=== Given task 1 ===
In the carbonization passage, how long were the ginger stems soaked in the alkali solution before processing, and at what temperature?
=== Given task 2 ===
Output the carbonization passage from "The effects of" to "Table 1~Table 3.", word for word.

Fig.2 shows the influence of carbonization time on carbonization yield. With increase in carbonization time, the carbonization yield gradually increased. This trend is a result of volatilization of the tar-class material loss, which caused the carbonization yield gradually decreased. After the pyrolysis was completed, a further increase in time did not affect the carbonization yield anymore. Therefore, a carbonization time of 6 h is preferable.
3.3 Effects of carbonized product/alkali ratio (w/w) on BAC yield
As seen in Fig.3, the dosage of alkali significantly impacts the BAC yield. When the carbonized product/alkali ratio was higher than 1:2, there was nearly no change in the BAC yield. This behavior occured because as the carbonized product/alkali ratio increased, the alkali and the fiber were in full contact with each other and reacted sufficiently with carbon at high temperature to form small pores. However, as part of the carbon was etched, gases such as carbon dioxide and carbon monoxide were produced, resulting in a lower BAC yield. Therefore, a further increase in the dosage of alkali did not significantly affect the BAC yield.
3.4 Effects of carbonization temperature on the BET surface area of BAC
We also explored the BET surface area of the BAC under different conditions (carbonization temperature, carbonization time and carbonized product/alkali ratio) in wet condition which means that the ginger stems were pre-impregnated in an alkali solution (KOH or NaOH) for 30 min at room temperature. This method can produce the porous structure of the BAC to increase the BET surface area.
The effects of carbonization temperature, carbonization time and carbonized product/alkali ratio on the BET surface area are listed in Table 1~Table 3.

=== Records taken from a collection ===
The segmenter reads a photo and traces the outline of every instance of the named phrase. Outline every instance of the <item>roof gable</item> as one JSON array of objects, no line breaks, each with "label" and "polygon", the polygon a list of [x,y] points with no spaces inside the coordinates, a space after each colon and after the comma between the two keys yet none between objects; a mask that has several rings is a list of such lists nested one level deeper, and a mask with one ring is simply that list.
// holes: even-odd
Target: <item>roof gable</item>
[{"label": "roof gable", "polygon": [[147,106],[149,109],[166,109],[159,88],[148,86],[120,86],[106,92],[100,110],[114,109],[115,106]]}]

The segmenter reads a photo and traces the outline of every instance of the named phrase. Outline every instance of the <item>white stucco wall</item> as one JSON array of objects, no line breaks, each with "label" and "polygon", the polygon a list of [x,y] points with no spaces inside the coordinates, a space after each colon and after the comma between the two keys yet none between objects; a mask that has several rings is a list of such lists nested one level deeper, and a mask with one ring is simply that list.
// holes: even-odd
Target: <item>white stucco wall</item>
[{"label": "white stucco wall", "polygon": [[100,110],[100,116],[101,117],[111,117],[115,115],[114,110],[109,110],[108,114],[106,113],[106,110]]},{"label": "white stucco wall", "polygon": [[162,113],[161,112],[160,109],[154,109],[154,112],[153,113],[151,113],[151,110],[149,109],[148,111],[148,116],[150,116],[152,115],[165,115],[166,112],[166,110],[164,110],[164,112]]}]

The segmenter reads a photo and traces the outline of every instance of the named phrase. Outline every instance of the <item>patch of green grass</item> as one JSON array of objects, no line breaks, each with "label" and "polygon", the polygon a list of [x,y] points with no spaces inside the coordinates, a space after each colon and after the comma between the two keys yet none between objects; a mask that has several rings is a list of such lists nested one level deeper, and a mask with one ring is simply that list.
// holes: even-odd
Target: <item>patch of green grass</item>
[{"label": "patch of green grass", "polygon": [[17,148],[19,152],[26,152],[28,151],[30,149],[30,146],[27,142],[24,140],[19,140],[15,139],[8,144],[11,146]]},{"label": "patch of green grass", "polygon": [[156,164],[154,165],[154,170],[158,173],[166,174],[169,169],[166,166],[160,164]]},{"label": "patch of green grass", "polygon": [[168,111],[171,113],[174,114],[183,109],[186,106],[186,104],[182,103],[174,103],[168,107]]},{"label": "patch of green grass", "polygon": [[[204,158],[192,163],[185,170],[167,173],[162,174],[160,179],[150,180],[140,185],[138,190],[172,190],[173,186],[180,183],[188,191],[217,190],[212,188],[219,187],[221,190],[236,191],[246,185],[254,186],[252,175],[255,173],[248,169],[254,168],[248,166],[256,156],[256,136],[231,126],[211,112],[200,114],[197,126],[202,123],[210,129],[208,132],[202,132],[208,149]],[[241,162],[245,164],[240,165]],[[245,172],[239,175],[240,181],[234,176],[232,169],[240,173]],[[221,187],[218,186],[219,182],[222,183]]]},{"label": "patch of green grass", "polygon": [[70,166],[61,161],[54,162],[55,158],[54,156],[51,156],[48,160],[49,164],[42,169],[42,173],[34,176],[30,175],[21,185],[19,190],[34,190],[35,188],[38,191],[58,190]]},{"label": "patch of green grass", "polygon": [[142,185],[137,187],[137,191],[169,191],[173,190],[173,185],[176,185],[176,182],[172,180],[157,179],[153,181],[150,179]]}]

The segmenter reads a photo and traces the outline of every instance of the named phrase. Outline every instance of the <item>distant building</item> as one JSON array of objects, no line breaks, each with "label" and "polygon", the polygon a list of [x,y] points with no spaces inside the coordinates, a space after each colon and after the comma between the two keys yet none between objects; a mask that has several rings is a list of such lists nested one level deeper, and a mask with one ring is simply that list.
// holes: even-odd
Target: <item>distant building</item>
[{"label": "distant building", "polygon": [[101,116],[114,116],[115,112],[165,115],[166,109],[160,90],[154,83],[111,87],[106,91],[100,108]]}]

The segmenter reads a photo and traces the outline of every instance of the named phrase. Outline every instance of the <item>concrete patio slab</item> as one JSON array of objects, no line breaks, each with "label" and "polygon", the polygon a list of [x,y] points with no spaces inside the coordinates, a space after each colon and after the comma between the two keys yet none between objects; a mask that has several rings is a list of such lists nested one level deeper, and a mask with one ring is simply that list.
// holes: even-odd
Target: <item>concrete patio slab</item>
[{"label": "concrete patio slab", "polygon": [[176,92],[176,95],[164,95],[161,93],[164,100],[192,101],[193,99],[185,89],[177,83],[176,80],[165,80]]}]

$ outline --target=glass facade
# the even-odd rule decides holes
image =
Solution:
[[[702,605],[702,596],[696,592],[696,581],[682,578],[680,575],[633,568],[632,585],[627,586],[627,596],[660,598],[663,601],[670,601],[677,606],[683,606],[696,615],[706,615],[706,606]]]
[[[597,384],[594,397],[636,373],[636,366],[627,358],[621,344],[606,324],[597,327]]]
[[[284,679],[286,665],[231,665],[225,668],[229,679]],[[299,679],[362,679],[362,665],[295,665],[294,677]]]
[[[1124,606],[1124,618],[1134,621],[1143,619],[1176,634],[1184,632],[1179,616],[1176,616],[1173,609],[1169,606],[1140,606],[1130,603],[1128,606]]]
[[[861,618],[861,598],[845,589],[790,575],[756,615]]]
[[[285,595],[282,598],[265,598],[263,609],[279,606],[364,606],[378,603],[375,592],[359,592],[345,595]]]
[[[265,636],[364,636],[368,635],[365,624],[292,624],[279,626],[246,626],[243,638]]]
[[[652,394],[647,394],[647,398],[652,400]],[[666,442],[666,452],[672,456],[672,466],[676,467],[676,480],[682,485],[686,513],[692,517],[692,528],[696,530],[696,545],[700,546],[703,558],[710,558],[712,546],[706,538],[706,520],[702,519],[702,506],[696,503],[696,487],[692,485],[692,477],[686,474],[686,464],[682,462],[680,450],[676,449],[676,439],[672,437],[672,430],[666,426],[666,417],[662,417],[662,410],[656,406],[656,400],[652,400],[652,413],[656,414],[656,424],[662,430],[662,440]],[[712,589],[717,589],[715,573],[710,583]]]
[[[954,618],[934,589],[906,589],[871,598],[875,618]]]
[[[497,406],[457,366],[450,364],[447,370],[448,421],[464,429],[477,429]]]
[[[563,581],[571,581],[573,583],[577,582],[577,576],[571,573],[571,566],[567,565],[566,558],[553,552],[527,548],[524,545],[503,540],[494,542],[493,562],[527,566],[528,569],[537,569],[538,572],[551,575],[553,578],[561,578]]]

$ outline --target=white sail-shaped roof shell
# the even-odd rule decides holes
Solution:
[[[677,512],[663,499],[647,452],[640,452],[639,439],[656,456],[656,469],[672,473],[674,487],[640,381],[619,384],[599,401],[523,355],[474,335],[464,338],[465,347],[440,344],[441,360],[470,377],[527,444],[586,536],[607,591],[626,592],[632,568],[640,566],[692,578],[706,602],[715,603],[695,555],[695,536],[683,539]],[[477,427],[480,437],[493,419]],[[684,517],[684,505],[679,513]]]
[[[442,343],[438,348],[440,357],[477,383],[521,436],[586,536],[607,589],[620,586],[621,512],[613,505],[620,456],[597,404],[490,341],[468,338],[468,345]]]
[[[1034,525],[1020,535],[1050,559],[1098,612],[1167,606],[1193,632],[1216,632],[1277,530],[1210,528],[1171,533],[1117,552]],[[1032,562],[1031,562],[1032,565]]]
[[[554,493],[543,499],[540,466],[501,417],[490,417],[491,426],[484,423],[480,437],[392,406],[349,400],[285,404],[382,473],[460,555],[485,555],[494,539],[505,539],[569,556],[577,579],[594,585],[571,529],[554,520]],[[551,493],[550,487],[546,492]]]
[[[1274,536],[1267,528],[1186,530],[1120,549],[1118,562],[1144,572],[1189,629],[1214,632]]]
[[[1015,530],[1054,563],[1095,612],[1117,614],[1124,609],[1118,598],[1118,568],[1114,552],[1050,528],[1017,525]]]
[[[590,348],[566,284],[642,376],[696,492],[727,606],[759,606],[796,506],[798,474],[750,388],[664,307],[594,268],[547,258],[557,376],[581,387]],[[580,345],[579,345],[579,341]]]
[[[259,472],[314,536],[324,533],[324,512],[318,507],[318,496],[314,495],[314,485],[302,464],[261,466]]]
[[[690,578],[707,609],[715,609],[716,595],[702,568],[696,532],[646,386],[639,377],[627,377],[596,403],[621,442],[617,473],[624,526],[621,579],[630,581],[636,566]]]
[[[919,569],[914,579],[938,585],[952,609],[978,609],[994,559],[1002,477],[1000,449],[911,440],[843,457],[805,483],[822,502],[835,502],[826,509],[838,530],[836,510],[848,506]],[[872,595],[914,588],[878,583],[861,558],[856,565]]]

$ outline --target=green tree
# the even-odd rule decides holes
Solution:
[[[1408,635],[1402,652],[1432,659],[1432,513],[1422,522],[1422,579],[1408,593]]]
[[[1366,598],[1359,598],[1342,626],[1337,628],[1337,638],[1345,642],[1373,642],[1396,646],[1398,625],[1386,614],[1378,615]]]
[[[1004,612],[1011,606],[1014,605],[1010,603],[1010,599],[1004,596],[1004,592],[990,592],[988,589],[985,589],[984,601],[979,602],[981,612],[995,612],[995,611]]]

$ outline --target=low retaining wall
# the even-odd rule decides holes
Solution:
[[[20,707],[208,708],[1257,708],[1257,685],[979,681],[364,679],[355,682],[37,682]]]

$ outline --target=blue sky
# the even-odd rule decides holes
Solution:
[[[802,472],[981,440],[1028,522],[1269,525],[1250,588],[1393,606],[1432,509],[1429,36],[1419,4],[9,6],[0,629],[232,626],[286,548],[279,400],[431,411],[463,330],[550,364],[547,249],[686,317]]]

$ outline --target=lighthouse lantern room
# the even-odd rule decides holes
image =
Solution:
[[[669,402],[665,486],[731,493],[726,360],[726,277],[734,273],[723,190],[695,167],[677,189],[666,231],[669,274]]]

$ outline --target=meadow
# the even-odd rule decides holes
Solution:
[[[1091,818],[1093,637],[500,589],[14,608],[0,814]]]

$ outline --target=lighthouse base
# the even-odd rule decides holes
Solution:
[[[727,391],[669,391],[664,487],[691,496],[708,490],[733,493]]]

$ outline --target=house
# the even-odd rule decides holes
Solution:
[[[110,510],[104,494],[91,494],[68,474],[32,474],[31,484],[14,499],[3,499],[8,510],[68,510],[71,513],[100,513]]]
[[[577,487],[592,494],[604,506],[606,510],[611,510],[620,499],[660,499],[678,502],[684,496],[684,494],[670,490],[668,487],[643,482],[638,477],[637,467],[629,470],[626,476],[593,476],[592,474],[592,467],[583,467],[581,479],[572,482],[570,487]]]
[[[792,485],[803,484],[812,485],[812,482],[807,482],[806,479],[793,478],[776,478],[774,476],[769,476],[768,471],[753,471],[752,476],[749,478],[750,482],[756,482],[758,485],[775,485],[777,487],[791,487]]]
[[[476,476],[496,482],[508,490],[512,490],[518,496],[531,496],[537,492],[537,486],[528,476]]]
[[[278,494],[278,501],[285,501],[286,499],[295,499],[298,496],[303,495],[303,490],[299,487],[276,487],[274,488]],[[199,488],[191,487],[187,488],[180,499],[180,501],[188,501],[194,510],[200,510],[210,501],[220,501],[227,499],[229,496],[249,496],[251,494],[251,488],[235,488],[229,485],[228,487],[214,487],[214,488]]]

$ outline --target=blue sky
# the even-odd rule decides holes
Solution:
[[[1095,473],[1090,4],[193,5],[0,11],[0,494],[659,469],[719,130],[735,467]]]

=== Complete answer 1 ===
30 minutes at room temperature.

=== Complete answer 2 ===
The effects of carbonization temperature, carbonization time and carbonized product/alkali ratio on the BET surface area are listed in Table 1~Table 3.